Identify each line in the data below that contains the word "above" and copy those lines.

* Begin The input *

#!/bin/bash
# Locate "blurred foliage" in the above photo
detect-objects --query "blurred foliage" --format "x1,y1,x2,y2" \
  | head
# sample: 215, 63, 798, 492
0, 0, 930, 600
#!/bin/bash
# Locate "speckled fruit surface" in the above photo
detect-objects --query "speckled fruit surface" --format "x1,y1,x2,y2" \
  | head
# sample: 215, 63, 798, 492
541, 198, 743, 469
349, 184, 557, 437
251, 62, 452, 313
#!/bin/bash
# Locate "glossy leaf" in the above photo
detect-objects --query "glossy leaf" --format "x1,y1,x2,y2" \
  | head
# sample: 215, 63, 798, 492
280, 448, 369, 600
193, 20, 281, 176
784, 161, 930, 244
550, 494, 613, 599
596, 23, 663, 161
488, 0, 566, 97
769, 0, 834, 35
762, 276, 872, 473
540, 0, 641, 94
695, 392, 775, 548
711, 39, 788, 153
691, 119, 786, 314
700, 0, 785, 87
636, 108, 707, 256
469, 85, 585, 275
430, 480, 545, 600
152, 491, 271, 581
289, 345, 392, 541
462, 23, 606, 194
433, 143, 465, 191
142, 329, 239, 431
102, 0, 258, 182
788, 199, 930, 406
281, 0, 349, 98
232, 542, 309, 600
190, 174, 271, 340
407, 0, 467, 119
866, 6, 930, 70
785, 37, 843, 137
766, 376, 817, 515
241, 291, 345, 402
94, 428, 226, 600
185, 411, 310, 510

* End The input *
* Begin The input *

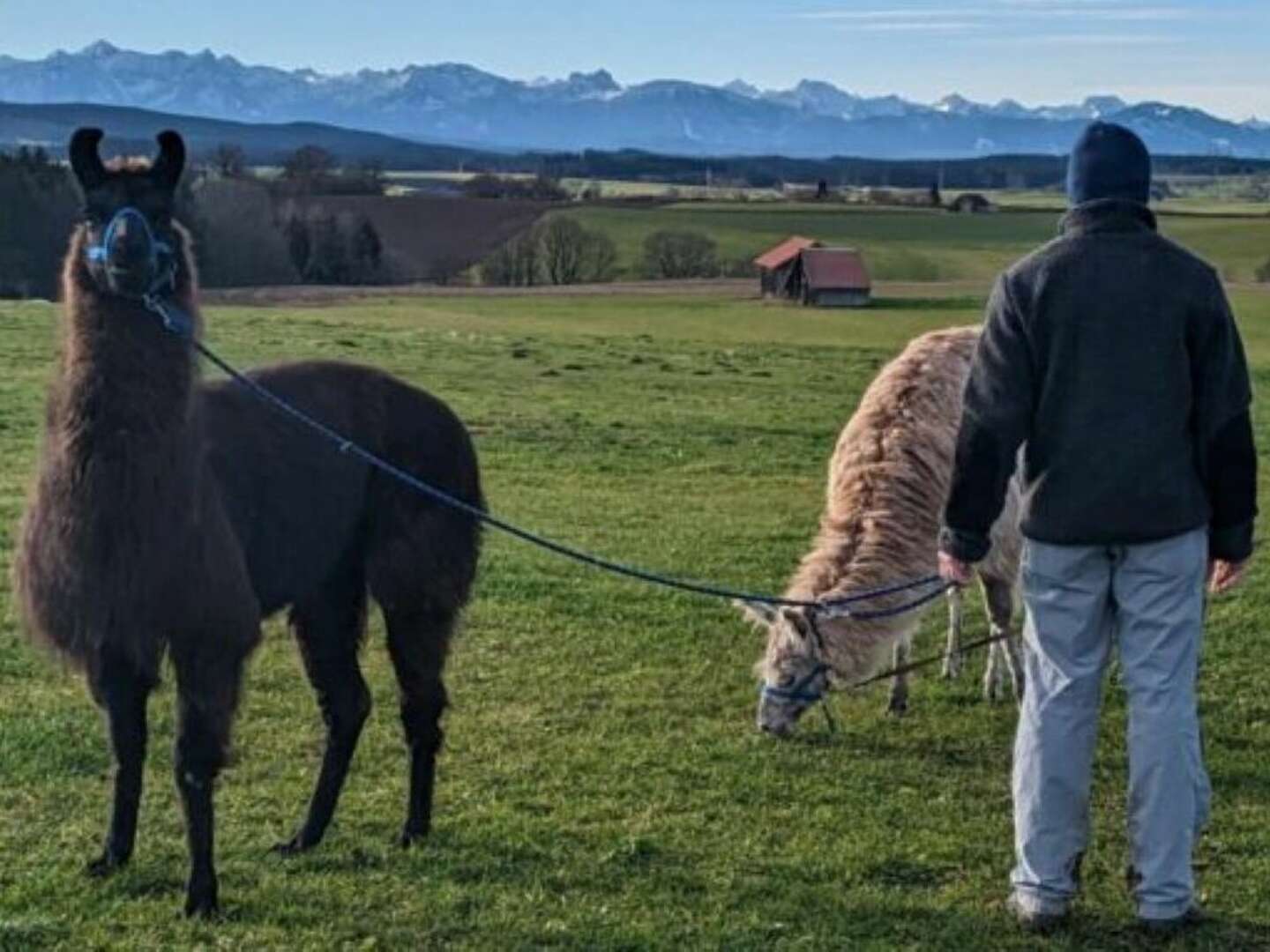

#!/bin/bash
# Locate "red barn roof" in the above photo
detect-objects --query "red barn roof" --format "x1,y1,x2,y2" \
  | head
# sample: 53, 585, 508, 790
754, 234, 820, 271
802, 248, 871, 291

* End The input *

Solution below:
# Locate "blurred foliage" in the above photo
# Locate "speckled fruit surface" in the above photo
# Locate "glossy leaf" in the above photo
# Locate "red barn roof" in the above photo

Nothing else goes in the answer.